* **Task**
The data below is to be repeated in full, exactly as shown.
================
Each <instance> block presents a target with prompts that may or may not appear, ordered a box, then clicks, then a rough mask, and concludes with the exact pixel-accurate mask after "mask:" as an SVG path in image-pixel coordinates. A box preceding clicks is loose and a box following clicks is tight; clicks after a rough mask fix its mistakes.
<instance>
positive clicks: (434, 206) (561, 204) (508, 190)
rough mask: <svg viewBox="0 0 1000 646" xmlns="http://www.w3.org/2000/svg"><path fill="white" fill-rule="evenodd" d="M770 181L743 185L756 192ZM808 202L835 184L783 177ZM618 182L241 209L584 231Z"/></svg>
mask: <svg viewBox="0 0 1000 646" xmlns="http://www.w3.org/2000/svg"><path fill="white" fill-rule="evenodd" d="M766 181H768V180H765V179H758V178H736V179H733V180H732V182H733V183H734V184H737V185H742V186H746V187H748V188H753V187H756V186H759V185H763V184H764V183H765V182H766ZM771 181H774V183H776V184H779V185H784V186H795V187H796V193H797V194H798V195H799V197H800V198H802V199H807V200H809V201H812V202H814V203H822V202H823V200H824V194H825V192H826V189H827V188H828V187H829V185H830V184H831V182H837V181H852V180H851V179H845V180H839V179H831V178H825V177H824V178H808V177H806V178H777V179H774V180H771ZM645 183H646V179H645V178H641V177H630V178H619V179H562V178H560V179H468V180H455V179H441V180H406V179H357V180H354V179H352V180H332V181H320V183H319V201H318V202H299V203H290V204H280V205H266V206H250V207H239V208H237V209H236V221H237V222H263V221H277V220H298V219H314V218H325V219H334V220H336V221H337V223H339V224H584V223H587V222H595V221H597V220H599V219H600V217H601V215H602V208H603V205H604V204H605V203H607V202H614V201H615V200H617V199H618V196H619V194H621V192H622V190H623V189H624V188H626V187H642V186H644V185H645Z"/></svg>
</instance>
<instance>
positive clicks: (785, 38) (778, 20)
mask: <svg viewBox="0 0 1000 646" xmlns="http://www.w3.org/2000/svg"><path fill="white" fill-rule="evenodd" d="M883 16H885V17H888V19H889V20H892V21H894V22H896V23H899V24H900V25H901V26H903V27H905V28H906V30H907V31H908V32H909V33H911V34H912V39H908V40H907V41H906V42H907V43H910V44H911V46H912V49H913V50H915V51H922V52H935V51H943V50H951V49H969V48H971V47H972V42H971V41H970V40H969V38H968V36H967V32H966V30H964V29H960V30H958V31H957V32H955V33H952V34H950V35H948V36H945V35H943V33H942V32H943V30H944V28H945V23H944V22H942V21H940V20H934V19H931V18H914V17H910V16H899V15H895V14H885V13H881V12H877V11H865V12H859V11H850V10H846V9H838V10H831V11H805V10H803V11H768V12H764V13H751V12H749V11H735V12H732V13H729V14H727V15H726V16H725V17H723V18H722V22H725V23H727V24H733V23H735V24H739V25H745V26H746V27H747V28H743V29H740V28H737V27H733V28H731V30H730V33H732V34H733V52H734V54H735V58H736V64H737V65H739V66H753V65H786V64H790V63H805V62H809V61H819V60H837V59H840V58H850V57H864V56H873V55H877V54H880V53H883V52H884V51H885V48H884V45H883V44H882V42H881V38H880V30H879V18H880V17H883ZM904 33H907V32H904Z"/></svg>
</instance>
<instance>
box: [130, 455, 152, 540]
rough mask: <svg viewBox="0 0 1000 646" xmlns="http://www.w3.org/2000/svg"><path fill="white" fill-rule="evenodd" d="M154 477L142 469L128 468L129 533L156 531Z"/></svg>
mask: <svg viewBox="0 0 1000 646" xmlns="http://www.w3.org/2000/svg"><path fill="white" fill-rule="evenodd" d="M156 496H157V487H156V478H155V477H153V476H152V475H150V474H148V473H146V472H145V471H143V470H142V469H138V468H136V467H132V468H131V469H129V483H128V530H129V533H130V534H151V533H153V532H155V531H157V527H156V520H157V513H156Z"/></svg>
================
* **Output of the exercise**
Each <instance> block presents a target with prompts that may or may not appear, ordered a box, then clicks, then a rough mask, and concludes with the exact pixel-accurate mask after "mask:" as an SVG path in image-pixel coordinates. A box preceding clicks is loose and a box following clicks is tight; clicks after a rough mask fix its mistakes.
<instance>
positive clicks: (434, 206) (561, 204) (508, 190)
rough mask: <svg viewBox="0 0 1000 646" xmlns="http://www.w3.org/2000/svg"><path fill="white" fill-rule="evenodd" d="M770 181L743 185L756 192ZM808 202L835 184L783 177ZM618 182L241 209L584 231Z"/></svg>
mask: <svg viewBox="0 0 1000 646" xmlns="http://www.w3.org/2000/svg"><path fill="white" fill-rule="evenodd" d="M766 181H768V180H765V179H758V178H736V179H733V180H732V182H733V183H734V184H737V185H742V186H746V187H748V188H753V187H756V186H759V185H763V184H764V183H765V182H766ZM771 181H774V183H776V184H779V185H784V186H795V187H796V193H797V194H798V195H799V197H800V198H802V199H807V200H809V201H812V202H814V203H822V202H823V200H824V194H825V192H826V189H827V188H828V187H829V185H830V184H831V182H837V181H852V180H851V179H845V180H839V179H831V178H825V177H824V178H808V177H806V178H777V179H774V180H771ZM645 183H646V179H645V178H641V177H630V178H619V179H562V178H560V179H468V180H455V179H441V180H406V179H357V180H354V179H352V180H332V181H320V183H319V201H318V202H299V203H290V204H280V205H266V206H250V207H239V208H237V209H236V221H237V222H263V221H277V220H298V219H314V218H325V219H334V220H336V221H337V223H339V224H584V223H587V222H595V221H597V220H599V219H600V217H601V215H602V208H603V205H604V204H605V203H607V202H614V201H615V200H617V199H618V196H619V194H621V192H622V190H623V189H624V188H626V187H642V186H644V185H645Z"/></svg>
</instance>
<instance>
positive clicks: (785, 38) (778, 20)
mask: <svg viewBox="0 0 1000 646" xmlns="http://www.w3.org/2000/svg"><path fill="white" fill-rule="evenodd" d="M883 16H885V17H888V19H889V20H892V21H894V22H896V23H899V24H900V25H901V26H903V27H905V28H906V30H907V31H908V32H909V33H911V34H912V39H908V40H907V41H906V42H907V43H910V44H911V46H912V49H913V50H915V51H922V52H935V51H943V50H951V49H969V48H971V47H972V42H971V41H970V40H969V38H968V36H967V32H966V30H964V29H960V30H958V31H957V32H955V33H952V34H950V35H948V36H945V35H943V33H942V32H943V30H944V28H945V23H944V22H942V21H940V20H934V19H931V18H914V17H910V16H899V15H895V14H885V13H881V12H877V11H865V12H859V11H850V10H846V9H838V10H831V11H805V10H803V11H768V12H764V13H751V12H749V11H735V12H732V13H729V14H727V15H726V16H725V17H723V18H722V22H725V23H727V24H733V23H735V24H739V25H745V26H746V27H747V28H743V29H740V28H737V27H733V28H731V30H730V33H732V34H733V52H734V54H735V58H736V64H737V65H739V66H753V65H786V64H790V63H805V62H809V61H819V60H837V59H840V58H850V57H864V56H873V55H877V54H880V53H883V52H884V51H885V48H884V45H883V44H882V42H881V38H880V30H879V18H880V17H883ZM904 33H907V32H904Z"/></svg>
</instance>
<instance>
box: [130, 455, 152, 540]
rough mask: <svg viewBox="0 0 1000 646" xmlns="http://www.w3.org/2000/svg"><path fill="white" fill-rule="evenodd" d="M154 477L142 469L128 468L129 533L156 531Z"/></svg>
mask: <svg viewBox="0 0 1000 646" xmlns="http://www.w3.org/2000/svg"><path fill="white" fill-rule="evenodd" d="M156 496H157V487H156V478H155V477H153V476H152V475H150V474H148V473H146V472H145V471H143V470H142V469H138V468H136V467H132V468H131V469H129V483H128V530H129V533H130V534H151V533H153V532H155V531H157V527H156V520H157V513H156Z"/></svg>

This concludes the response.